WORK TASK
Beginning at the line with "Target = mottled tree bark", output each line to the end of the listing below exactly, please.
··· DATA RECORDS
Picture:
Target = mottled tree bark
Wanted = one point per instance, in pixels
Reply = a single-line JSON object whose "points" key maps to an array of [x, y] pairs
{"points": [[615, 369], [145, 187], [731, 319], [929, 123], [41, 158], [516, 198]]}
······
RESULT FOR THIS EXERCISE
Target = mottled tree bark
Wanted = one point per instance, in pixels
Reply = a single-line JSON object whose "points" key maps to an array of [x, y] pairs
{"points": [[615, 369], [145, 187], [731, 319], [929, 123], [41, 158], [516, 198]]}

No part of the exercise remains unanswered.